### GIVEN INSTRUCTION
Please turn the stretch of the data that opens with the line containing "The component shall locate the low" and closes with the line containing "point(136, 164)", both lines included, into a JSON list of strings with one string per line and blank lines skipped. Leave the pictures out of the answer.
BEGIN DATA PROVIDED
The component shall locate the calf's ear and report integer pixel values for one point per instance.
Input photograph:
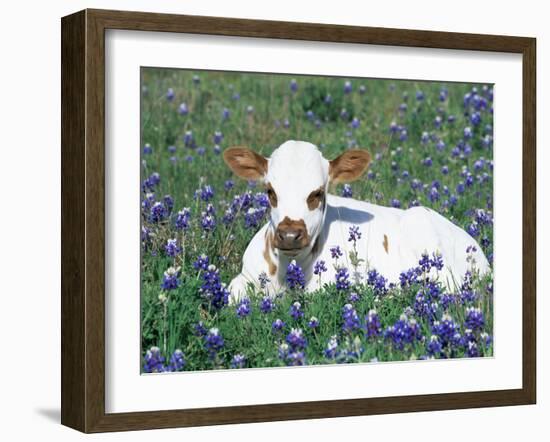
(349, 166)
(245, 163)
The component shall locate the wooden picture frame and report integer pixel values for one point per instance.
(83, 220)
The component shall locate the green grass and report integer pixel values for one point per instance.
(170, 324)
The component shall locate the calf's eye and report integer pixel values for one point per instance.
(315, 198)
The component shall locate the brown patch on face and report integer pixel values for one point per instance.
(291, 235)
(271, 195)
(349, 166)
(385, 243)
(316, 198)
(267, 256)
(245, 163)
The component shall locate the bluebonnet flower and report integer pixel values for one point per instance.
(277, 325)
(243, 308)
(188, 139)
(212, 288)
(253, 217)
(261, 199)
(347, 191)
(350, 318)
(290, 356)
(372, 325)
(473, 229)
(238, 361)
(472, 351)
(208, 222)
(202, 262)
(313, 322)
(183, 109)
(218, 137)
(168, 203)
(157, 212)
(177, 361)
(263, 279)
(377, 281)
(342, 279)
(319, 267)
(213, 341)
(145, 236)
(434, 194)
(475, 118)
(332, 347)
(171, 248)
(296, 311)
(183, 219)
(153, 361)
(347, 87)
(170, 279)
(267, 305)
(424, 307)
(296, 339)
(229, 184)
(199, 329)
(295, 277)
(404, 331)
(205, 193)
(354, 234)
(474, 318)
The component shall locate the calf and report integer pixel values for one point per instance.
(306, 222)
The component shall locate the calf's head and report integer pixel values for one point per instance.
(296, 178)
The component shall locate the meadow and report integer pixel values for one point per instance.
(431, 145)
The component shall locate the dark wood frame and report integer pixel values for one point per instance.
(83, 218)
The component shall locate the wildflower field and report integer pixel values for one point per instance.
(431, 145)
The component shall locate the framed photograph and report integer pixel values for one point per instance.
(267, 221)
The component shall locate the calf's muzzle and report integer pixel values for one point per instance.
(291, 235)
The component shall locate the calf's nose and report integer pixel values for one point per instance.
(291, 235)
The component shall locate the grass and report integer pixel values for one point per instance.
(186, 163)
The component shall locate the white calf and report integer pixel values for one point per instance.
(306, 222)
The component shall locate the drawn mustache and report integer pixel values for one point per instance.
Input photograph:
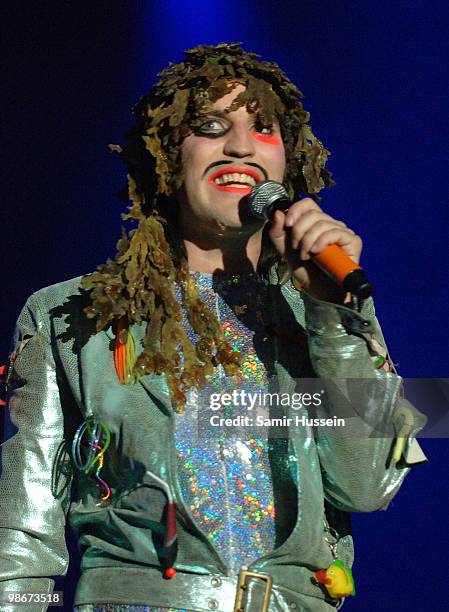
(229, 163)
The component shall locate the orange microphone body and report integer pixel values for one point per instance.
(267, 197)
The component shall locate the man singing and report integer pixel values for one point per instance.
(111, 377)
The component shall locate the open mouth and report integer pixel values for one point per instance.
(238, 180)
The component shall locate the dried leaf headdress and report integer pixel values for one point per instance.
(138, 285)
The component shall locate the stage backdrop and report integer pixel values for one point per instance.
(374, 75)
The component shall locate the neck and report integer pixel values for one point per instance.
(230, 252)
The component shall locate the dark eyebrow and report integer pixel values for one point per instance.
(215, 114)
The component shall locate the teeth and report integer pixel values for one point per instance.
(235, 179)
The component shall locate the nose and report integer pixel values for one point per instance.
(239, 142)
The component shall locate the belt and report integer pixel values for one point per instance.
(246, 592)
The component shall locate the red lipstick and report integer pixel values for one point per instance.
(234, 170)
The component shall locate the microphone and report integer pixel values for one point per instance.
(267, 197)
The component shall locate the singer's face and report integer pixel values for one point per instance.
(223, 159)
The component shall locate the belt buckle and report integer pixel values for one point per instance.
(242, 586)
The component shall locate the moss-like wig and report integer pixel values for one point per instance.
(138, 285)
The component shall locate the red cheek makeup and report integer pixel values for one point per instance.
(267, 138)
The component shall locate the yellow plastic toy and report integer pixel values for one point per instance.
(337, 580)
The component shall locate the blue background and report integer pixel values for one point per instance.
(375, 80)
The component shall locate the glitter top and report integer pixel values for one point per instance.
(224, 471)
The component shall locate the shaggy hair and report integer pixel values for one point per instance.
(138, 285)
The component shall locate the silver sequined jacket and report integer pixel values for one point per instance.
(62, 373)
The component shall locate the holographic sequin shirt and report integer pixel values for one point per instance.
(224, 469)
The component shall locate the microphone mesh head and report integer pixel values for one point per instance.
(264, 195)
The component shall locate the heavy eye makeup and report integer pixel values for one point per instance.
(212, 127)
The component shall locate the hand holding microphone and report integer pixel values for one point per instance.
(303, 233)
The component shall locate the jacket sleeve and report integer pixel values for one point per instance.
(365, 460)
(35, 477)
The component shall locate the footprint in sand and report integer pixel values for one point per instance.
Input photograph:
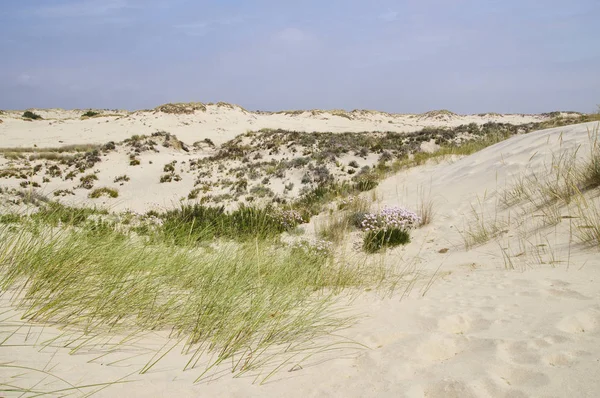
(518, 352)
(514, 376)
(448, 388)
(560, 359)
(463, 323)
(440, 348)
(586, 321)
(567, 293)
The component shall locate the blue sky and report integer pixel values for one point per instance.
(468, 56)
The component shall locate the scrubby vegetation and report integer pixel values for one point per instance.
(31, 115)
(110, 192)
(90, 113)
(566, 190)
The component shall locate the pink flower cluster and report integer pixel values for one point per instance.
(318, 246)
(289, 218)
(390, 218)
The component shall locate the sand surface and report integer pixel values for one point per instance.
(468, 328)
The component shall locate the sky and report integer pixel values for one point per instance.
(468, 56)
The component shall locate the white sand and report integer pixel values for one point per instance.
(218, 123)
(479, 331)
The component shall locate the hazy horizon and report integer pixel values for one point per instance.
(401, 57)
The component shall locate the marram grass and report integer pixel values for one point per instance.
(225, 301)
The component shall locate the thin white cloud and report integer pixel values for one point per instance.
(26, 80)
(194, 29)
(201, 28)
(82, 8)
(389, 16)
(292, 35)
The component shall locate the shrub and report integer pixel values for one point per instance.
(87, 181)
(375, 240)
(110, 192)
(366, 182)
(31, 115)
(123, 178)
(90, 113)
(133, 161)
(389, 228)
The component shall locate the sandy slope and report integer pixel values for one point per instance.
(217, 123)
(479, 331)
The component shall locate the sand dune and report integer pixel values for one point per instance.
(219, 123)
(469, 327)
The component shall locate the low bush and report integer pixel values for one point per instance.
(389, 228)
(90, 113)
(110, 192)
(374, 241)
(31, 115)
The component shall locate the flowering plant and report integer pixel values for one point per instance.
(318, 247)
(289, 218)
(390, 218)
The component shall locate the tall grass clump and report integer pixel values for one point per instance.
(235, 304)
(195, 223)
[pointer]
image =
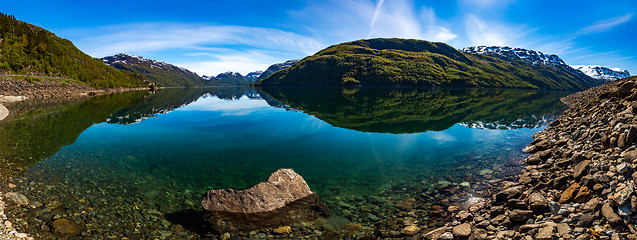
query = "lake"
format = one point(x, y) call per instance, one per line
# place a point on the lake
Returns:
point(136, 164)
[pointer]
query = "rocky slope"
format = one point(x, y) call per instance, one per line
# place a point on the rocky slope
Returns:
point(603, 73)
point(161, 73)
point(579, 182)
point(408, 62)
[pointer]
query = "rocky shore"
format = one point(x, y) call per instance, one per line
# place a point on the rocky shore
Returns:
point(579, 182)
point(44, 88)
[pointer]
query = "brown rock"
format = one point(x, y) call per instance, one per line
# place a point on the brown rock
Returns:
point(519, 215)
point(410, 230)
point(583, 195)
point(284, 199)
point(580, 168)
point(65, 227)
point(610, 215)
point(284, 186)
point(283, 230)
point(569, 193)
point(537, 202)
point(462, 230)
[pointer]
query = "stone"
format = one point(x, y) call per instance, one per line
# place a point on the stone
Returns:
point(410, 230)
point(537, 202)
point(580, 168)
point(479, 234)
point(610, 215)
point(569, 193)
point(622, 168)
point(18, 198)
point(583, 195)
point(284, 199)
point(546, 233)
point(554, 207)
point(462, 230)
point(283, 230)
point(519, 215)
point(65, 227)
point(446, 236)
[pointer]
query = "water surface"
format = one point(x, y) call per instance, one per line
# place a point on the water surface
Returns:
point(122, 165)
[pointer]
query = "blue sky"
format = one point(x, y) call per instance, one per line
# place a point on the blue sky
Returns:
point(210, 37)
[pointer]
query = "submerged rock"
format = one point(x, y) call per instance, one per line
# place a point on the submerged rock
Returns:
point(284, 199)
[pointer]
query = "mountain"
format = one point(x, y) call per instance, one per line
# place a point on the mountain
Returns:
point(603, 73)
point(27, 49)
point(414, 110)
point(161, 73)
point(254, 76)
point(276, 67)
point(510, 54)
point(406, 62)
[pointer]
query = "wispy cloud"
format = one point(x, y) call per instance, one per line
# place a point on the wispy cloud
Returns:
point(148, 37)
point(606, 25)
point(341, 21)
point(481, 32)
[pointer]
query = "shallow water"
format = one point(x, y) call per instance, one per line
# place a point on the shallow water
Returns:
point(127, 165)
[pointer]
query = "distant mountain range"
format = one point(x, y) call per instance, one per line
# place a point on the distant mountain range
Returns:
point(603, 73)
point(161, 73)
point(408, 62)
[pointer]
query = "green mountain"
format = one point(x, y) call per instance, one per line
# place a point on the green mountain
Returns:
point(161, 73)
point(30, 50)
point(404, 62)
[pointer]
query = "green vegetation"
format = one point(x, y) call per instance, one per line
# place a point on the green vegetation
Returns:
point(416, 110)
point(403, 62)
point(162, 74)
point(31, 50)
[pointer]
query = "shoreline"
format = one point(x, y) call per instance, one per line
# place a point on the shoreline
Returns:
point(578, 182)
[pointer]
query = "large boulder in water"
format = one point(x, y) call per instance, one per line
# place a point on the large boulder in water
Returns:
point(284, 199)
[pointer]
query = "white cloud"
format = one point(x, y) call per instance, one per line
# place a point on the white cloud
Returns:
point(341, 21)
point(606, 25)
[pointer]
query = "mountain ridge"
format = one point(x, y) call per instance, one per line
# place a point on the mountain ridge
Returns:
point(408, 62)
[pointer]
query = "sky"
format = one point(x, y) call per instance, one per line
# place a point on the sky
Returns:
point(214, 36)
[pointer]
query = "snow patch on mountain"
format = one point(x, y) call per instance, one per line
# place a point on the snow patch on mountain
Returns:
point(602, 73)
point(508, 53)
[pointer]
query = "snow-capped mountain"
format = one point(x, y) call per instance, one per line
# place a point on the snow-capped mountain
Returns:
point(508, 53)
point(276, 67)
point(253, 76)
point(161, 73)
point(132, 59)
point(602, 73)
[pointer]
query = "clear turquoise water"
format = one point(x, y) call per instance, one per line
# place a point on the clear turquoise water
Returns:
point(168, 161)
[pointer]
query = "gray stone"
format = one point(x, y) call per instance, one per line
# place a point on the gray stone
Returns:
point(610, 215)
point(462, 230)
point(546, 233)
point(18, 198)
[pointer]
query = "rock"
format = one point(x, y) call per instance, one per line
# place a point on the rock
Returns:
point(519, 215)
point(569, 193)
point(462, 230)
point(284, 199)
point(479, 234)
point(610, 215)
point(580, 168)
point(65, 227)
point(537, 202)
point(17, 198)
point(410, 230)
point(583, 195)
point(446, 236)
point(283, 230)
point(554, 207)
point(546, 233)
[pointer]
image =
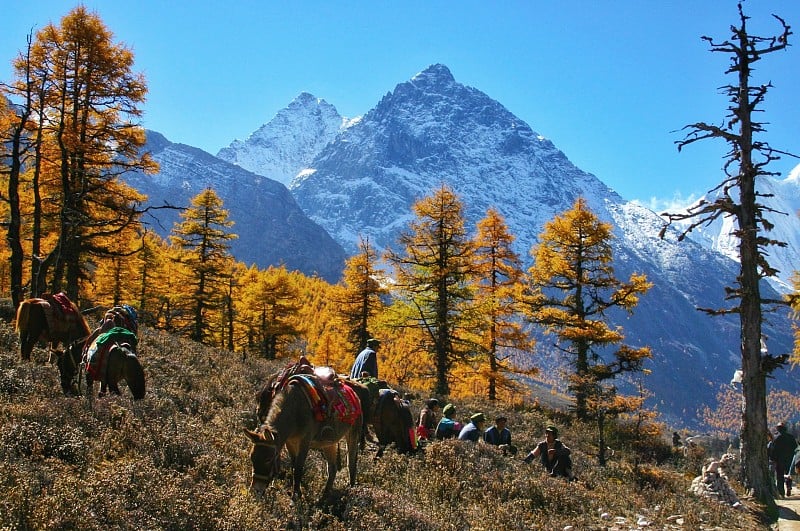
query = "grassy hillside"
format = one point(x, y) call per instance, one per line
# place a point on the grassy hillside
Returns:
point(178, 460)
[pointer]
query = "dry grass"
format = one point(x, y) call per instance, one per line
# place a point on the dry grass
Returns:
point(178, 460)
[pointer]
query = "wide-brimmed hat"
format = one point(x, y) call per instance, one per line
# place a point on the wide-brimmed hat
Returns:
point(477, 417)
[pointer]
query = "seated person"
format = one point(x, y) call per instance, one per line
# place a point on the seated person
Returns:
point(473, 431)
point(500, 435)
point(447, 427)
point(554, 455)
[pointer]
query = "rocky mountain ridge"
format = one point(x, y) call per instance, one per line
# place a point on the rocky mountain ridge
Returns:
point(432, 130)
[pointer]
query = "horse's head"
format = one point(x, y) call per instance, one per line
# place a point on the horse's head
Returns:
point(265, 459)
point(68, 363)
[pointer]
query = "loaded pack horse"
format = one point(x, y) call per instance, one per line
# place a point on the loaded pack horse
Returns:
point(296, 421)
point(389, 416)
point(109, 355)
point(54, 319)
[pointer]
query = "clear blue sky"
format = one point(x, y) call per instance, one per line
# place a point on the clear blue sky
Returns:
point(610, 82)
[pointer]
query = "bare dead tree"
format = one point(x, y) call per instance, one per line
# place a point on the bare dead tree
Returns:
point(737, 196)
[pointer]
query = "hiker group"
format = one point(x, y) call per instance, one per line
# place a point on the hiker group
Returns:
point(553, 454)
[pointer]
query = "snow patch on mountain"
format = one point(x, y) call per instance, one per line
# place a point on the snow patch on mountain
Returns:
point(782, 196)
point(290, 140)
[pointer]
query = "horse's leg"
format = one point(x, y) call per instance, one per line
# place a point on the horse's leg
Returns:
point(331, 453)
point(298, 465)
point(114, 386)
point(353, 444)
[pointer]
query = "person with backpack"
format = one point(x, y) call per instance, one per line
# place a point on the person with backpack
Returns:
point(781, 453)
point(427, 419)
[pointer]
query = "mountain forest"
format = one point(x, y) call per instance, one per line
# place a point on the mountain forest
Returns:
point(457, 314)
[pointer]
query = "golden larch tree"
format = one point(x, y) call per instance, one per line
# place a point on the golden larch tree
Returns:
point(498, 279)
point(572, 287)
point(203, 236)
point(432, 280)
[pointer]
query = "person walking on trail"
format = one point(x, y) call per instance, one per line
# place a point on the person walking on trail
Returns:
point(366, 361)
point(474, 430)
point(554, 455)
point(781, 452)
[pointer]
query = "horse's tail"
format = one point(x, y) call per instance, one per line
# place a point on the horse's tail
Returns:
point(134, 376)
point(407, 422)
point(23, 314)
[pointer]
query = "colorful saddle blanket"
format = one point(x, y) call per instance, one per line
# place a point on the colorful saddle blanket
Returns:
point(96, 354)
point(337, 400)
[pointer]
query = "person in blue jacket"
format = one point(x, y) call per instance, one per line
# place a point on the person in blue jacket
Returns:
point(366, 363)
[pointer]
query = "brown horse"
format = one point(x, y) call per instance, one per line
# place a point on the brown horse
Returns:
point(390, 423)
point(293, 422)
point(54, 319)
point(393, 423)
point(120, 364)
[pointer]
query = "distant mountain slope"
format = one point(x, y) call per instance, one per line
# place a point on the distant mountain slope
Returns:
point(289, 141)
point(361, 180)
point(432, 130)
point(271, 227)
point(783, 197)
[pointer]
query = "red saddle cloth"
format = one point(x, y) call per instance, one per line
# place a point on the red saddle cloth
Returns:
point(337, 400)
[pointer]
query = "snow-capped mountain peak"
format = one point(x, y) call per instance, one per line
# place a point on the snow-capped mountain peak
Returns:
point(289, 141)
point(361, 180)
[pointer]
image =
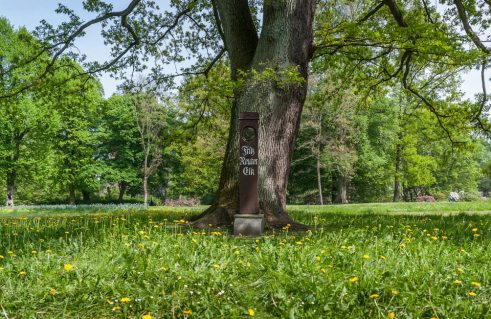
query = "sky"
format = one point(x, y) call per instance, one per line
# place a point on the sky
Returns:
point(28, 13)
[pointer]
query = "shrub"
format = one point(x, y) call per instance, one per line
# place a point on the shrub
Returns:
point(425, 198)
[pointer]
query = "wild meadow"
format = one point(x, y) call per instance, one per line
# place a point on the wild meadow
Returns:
END DATA PROVIDED
### TASK RESULT
[
  "The component shall locate the low bush and report integer pixel values for one point per instance.",
  "(389, 228)",
  "(90, 113)",
  "(110, 192)",
  "(374, 241)",
  "(31, 115)",
  "The component shall locate the flowering plant and report integer pixel values for one point per instance.",
  "(318, 247)",
  "(289, 218)",
  "(390, 218)",
  "The component shall locate the tall grass clump and report integer pixel values for one point per instance.",
  "(235, 304)",
  "(195, 223)",
  "[pointer]",
  "image =",
  "query = \"lake\"",
  "format = one point(x, y) call per instance, one per line",
  "# place a point on the lake",
  "Returns:",
  "point(136, 164)"
]